▶ _Texto dado_
La mayoría de las historias recogidas en la colección parecen nacer de sus propias experiencias de infancia y adolescencia. En “Tijuana”, una de las primeras piezas, el narrador manifiesta la característica mutabilidad de la ciudad con una cierta nostalgia: “No es necesario ser un viejo en Tijuana para observar su transformación. En otros lugares, el tiempo apenas hace mella. En esta ciudad, el tiempo es tan visible como la marquesina electrónica del Centro Cultural”  (No quiero 17). Crosthwaite proyecta la ciudad sobre su pasado para hacerla existir más allá de su popularidad presente, en busca de sentar los cimientos sobre los que construir una representación de la misma más íntima y personal. Paradójicamente, la necesidad de hacer existir Tijuana en la mente del lector como un espacio vivo y real se manifiesta en la insistencia del narrador por nombrar personas y lugares que han ido desapareciendo o transformándose: “¿Dónde quedarían las tortas de El Turco, los matinés dominicales del Zaragoza y los Baños del Mar en el Paseo Costero? ¿Dónde la 5 y la 10, los Patines Biónicos y los Hot Dogs de la Macons Kres?. . .” (No quiero 18). El movimiento, el cambio, es algo inevitable pero, tal y como concluye el narrador, lo que hace que la ciudad verdaderamente cobre vida no son sus edificios ni sus monumentos. Por el contrario, “son los recuerdos, ese material abstracto, a diferencia de las construcciones, los que permanecen para siempre . . .” (No quiero 19). Fiel a esta idea, muchas de las historias en la colección recrean momentos aparentemente insignificantes de la infancia y de la juventud de los personajes: un partido de béisbol en el parque, una tarde en la playa escuchando música, la anticipación antes de un concierto de Carlos Santana. La adolescencia de los protagonistas, con su característico énfasis en la amistad y en la reafirmación de la propia personalidad,  se hace eco en el texto de la búsqueda de una identidad colectiva en el pasado de la ciudad que se contraponga a la imagen más conocida de Tijuana como lugar de paso o como fenómeno socio-económico de la globalización.

▶ _Enunciado de la tarea_
Retoma el texto sobre los relatos de Tijuana y continúalo a partir de su última oración. Las entradas no tienen ningún papel en esto.

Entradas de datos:
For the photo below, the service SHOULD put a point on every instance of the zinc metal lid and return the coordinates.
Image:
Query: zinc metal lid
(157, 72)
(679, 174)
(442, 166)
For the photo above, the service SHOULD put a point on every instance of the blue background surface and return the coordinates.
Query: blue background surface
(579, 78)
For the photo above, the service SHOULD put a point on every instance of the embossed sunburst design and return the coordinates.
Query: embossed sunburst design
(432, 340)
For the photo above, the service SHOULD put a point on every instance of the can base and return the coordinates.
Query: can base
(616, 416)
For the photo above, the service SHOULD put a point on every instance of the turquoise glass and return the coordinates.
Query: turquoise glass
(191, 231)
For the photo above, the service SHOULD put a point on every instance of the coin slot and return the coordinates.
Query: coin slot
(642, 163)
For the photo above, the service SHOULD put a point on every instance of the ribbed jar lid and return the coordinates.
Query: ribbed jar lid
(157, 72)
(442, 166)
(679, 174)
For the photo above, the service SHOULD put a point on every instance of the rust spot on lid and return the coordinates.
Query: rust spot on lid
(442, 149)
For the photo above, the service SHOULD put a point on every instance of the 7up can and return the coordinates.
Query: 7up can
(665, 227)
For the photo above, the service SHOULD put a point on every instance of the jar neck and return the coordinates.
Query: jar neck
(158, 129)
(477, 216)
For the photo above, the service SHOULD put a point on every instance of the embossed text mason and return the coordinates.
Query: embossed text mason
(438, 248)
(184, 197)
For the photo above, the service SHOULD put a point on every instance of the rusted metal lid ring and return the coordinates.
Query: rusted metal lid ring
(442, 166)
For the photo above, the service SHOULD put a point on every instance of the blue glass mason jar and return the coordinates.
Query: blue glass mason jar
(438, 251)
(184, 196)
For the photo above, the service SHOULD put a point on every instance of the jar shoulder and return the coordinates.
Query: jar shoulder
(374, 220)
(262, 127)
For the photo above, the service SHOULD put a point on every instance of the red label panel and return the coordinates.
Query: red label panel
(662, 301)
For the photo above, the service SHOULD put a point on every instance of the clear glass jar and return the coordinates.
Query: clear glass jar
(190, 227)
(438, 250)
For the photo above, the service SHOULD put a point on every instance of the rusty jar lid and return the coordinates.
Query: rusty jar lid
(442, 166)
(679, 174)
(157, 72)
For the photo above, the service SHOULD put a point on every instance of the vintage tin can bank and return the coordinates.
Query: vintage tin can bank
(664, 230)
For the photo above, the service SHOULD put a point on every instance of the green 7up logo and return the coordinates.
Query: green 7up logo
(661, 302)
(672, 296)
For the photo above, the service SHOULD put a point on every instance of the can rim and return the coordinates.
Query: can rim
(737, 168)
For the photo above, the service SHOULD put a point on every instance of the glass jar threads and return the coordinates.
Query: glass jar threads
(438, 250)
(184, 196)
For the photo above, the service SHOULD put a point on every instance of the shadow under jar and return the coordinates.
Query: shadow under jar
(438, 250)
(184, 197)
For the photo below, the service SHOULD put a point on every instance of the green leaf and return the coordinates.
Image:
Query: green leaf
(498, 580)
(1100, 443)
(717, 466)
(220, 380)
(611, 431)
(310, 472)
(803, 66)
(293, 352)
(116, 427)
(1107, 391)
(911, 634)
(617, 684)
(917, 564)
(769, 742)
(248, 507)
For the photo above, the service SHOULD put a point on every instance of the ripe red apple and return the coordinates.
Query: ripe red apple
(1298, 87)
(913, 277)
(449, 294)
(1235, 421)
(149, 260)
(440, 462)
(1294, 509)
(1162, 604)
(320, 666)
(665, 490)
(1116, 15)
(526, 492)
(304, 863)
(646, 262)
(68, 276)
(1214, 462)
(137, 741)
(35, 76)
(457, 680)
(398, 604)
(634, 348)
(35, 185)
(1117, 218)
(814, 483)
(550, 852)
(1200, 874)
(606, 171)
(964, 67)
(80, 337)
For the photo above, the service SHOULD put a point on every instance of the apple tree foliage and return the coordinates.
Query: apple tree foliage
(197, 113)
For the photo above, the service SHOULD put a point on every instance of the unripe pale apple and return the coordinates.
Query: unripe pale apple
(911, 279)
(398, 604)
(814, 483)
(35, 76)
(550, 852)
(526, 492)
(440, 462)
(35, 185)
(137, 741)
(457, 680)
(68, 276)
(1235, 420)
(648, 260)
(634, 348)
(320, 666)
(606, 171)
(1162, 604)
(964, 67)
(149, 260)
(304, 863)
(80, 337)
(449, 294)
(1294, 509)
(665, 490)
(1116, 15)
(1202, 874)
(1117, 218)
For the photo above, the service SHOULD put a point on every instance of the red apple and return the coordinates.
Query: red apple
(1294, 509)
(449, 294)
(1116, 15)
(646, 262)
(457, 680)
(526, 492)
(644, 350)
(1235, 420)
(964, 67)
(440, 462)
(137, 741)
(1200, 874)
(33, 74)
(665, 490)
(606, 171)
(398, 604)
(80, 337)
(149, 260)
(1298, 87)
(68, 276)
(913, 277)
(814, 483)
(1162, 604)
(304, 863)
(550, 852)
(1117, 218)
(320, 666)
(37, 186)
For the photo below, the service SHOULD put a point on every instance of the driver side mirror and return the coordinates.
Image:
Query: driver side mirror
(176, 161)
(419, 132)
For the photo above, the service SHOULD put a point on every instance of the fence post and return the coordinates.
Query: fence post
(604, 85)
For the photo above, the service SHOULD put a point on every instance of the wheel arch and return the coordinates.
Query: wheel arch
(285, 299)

▶ _La respuesta_
Esta evocación de la ciudad como pasado perdido que dota al narrador de un fuerte sentido de permanencia e identidad se encuentra también en la obra de otros escritores fronterizos. Diana Palaversich describe a los narradores de los cuentos del también escritor tijuanense Federico Campbell (3) en términos que fácilmente se podrían aplicar a muchas de las historias de esta colección: “El narrador-personaje . . . no es un flâneur [sic] que deambula por la ciudad sin rumbo fijo, sino un caminante que hace un recorrido seguro por los pasillos de su memoria. . . . Para el narrador, contemplar la ciudad significa revivir el pasado y reconstruir los episodios en los cuales se encarna la historia colectiva y personal . . .” (104).

Esta Tijuana envuelta en nostalgia y color local que construye Crosthwaite es además una comunidad de personas con la que el escritor se siente profundamente comprometido. Las anécdotas de infancia y adolescencia que se incluyen en las historias de esta colección tienen también el efecto de crear una sensación de familiaridad o complicidad entre lector, narrador y espacio narrativo que refuerza la perspectiva territorial desde la que Crosthwaite narra la frontera. Por ejemplo, muchos de los personajes van reapareciendo a lo largo de la narración, de forma que se va tejiendo una red de nombres y personalidades que sirve para entrelazar y dar coherencia a las diferentes historias.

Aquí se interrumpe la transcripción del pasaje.